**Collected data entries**

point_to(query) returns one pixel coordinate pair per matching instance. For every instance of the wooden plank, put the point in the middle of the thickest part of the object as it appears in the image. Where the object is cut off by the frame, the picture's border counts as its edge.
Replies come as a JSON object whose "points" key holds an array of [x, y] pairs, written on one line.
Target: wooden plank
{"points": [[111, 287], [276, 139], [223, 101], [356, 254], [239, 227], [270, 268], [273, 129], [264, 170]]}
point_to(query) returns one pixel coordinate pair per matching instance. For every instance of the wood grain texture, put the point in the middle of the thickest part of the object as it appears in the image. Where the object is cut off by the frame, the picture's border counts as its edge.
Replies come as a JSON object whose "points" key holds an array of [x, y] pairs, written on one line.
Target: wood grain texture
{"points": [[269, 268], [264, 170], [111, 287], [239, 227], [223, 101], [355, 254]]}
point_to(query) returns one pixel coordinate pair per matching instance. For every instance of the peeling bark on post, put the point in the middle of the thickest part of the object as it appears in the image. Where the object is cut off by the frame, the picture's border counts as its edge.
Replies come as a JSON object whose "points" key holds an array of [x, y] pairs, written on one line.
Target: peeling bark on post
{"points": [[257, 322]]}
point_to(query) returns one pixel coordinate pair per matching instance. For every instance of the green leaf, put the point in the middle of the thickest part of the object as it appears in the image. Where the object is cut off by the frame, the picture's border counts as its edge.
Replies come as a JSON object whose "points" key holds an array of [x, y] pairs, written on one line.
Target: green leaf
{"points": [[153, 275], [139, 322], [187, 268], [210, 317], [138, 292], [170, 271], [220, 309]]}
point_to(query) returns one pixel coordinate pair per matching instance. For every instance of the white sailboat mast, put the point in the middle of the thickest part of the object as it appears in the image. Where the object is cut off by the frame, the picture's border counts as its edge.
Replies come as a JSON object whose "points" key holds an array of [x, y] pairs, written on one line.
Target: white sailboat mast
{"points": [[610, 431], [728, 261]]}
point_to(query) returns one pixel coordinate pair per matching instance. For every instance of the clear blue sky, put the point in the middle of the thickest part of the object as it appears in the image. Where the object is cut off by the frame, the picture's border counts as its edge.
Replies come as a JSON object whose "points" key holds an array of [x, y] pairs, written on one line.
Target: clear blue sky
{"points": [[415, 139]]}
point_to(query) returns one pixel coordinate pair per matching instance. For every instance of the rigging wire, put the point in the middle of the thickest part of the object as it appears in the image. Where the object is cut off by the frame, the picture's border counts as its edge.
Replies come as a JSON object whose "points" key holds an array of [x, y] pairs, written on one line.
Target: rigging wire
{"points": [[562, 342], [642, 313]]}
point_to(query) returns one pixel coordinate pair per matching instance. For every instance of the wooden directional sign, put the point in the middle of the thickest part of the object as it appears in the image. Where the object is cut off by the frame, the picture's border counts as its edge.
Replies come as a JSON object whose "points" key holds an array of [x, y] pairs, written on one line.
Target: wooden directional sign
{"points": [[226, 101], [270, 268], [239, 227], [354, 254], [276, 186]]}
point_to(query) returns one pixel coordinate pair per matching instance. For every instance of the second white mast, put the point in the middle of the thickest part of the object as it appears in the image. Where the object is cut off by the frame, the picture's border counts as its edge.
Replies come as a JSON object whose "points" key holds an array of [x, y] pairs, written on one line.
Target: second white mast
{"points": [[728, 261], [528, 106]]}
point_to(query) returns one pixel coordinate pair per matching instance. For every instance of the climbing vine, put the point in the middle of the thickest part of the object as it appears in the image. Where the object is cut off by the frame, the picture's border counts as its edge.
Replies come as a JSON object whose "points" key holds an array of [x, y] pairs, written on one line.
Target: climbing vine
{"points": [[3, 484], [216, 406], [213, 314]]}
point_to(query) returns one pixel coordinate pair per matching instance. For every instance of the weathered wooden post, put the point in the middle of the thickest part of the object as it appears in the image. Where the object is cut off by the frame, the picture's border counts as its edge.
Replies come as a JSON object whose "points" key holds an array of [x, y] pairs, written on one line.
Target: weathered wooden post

**WHAT TO DO**
A line belongs in the answer if it contains the word "weathered"; copy every such line from the data above.

**ANSWER TO THIS EXERCISE**
point_to(query) returns one pixel coordinate pair per matching instance. For every instance of the weathered wooden post, put the point in the middle of the thickest part of the object as it appears in the image. Where the object is cut off by the frame, the picture's border counts as its edge.
Target: weathered wooden post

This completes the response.